— What you need to do —
(a) In the text on rooting cuttings, what size of bag seems to work best?
(b) Please extract the portion of the text on rooting cuttings from "You probably won't" to "plant it outside.".

— Text excerpt —
*****

Some wilting of your cuttings may occur. Watch them carefully the first several days. Misting several times a day will help keep the foliage hydrated as the cutting is forming roots. If your cutting is wilting, easier than misting is making a mini-greenhouse for it by zipping an appropriately-sized Ziploc bag tightly around the rim of the pot. A little fresh air is fine, but after a few hours you should see some condensation on the inside of the bag. If not either your cutting needs a bit more watering, or your bag needs to be sealed a little tighter. A gallon-size bag seems to work best for me. In most cases they're big enough to allow breathing space for the foliage. The bags can be reused many times. A bamboo stake or two, broken or cut to an appropriate size and inserted in the perimeter of the pot will keep the plastic from direct contact with the foliage, keeping it healthier. The humidity inside the bag will help keep the foliage hydrated during the rooting process, increasing your success rate, and speed the rooting process.
You probably won't have to water the cutting at all while the bag is in place. After a couple of weeks, you can check for root development by giving a very gentle pull to your cutting. If you encounter resistance, your cutting is probably already rooting. Once the roots begin to form the bag can be removed. As the cutting grows, you can pinch it to encourage fuller branching if you wish. Re-pot it into a slightly larger container if the roots start coming through the drain holes before it's time to plant it outside.

*****

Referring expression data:
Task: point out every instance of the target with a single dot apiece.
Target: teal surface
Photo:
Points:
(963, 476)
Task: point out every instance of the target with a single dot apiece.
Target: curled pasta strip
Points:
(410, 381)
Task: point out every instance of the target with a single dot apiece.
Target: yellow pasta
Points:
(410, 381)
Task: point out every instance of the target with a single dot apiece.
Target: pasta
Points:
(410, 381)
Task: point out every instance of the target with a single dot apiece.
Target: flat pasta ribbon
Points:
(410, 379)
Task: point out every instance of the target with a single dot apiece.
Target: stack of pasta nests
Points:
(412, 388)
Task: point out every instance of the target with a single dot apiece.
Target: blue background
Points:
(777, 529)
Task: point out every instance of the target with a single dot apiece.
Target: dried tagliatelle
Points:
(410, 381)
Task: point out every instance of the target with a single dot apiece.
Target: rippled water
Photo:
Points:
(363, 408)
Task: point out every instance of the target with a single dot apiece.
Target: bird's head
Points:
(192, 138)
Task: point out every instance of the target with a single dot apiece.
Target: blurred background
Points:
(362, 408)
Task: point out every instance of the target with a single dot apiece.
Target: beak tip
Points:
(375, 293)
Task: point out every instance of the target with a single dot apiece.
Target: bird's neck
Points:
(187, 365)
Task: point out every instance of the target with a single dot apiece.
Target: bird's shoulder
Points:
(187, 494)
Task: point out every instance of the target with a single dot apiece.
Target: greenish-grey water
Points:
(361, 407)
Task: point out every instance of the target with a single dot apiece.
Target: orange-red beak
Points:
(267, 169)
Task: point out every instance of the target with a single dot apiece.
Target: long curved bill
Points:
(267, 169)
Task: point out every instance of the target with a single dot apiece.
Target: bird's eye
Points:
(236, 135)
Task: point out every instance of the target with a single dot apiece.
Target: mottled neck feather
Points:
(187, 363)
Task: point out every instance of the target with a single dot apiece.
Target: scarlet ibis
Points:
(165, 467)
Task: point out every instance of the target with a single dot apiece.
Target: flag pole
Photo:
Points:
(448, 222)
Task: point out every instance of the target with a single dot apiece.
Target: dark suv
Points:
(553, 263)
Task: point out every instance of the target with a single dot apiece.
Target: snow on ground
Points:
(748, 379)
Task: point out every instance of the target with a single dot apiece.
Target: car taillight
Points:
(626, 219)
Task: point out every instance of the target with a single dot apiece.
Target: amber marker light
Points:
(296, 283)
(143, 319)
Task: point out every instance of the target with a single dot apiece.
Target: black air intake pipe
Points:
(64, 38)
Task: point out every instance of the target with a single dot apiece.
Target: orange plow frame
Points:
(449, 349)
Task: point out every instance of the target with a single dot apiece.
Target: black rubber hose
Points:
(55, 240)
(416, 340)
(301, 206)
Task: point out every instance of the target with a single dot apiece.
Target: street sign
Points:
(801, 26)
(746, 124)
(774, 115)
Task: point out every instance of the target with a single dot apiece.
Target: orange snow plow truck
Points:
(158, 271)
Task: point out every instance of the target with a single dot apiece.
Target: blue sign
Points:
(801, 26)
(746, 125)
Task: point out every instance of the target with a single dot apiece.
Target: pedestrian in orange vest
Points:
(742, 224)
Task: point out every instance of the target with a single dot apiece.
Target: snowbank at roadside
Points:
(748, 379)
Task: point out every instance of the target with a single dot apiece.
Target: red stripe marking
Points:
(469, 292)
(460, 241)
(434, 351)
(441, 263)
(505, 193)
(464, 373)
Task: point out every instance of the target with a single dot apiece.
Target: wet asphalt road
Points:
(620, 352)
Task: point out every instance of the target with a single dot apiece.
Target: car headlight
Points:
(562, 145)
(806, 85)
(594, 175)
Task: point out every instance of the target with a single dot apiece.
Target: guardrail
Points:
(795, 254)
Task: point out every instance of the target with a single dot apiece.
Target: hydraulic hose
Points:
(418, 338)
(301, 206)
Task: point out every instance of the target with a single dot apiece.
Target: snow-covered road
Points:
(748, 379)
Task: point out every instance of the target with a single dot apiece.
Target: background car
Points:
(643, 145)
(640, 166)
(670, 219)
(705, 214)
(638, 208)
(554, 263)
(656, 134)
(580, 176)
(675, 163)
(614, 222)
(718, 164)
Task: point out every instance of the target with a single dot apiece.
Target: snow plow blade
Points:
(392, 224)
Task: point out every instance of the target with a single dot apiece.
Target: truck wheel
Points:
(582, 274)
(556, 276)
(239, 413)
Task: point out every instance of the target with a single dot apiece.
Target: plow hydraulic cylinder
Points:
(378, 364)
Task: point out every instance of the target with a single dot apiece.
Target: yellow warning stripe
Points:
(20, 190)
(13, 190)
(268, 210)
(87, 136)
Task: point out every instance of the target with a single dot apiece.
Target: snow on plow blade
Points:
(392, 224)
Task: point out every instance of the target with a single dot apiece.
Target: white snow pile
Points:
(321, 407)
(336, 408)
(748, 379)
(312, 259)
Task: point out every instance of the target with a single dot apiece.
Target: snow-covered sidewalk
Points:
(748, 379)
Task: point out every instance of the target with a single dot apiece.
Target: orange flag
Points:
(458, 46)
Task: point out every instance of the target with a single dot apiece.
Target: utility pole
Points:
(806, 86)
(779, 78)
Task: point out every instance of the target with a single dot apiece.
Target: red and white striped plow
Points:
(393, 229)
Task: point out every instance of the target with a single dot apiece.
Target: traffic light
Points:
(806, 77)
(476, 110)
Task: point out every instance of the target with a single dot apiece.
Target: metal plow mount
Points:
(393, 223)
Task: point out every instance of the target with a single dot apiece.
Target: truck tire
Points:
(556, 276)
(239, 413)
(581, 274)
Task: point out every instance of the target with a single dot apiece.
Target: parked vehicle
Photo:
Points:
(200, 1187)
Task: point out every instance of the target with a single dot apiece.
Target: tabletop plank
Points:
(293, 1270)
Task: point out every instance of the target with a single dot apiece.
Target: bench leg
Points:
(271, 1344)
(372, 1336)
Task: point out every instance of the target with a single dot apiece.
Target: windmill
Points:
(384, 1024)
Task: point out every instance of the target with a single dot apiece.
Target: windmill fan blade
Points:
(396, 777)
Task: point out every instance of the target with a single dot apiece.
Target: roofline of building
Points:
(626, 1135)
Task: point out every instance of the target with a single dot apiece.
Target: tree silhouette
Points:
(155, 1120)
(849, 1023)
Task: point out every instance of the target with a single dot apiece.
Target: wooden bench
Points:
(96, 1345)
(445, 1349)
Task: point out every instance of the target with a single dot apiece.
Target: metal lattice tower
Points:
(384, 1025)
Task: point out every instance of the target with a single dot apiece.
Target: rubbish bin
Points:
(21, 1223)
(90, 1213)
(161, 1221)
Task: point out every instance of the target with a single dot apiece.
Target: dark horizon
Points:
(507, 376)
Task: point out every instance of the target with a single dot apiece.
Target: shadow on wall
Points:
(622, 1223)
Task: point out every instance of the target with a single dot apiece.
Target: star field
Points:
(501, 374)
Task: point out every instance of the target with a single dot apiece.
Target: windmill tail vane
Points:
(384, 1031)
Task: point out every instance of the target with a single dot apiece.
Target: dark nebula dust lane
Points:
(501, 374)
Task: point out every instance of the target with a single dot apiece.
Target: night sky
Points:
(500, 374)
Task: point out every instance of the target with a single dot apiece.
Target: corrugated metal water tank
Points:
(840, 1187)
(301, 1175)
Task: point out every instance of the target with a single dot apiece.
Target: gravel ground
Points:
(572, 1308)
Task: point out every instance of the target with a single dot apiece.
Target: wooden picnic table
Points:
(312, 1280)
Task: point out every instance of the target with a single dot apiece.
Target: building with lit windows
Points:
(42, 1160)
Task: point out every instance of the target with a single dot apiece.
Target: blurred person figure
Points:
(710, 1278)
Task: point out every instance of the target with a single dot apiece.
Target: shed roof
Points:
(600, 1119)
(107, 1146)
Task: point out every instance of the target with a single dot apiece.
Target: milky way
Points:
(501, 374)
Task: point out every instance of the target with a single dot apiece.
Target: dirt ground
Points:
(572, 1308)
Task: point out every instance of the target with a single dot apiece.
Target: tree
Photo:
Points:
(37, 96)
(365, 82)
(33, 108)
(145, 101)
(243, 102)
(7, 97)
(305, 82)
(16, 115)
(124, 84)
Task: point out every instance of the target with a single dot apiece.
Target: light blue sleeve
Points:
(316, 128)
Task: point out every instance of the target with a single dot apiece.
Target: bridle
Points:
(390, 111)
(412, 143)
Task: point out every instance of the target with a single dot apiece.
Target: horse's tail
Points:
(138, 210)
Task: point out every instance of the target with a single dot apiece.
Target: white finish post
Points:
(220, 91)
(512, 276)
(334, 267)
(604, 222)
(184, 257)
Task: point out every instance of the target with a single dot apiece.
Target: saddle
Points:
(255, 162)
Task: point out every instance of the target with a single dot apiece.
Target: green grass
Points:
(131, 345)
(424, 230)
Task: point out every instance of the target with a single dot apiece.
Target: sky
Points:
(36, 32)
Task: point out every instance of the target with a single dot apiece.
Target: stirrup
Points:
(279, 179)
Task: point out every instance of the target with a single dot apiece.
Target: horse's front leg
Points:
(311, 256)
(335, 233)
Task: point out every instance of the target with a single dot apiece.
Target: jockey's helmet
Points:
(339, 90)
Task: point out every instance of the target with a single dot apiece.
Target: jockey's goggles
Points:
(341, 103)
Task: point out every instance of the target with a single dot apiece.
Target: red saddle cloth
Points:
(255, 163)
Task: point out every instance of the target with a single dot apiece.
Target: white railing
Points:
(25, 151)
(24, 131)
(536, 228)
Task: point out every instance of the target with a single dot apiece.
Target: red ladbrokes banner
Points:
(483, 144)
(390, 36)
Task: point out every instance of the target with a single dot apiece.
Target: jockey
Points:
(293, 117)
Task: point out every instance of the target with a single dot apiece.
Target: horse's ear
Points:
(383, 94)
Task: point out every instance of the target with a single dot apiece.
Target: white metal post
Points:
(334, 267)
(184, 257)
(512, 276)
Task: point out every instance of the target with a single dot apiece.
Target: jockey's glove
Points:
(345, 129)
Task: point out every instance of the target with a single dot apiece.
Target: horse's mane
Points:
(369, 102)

*****

— Answers by item —
(a) A gallon-size bag.

(b)
You probably won't have to water the cutting at all while the bag is in place. After a couple of weeks, you can check for root development by giving a very gentle pull to your cutting. If you encounter resistance, your cutting is probably already rooting. Once the roots begin to form the bag can be removed. As the cutting grows, you can pinch it to encourage fuller branching if you wish. Re-pot it into a slightly larger container if the roots start coming through the drain holes before it's time to plant it outside.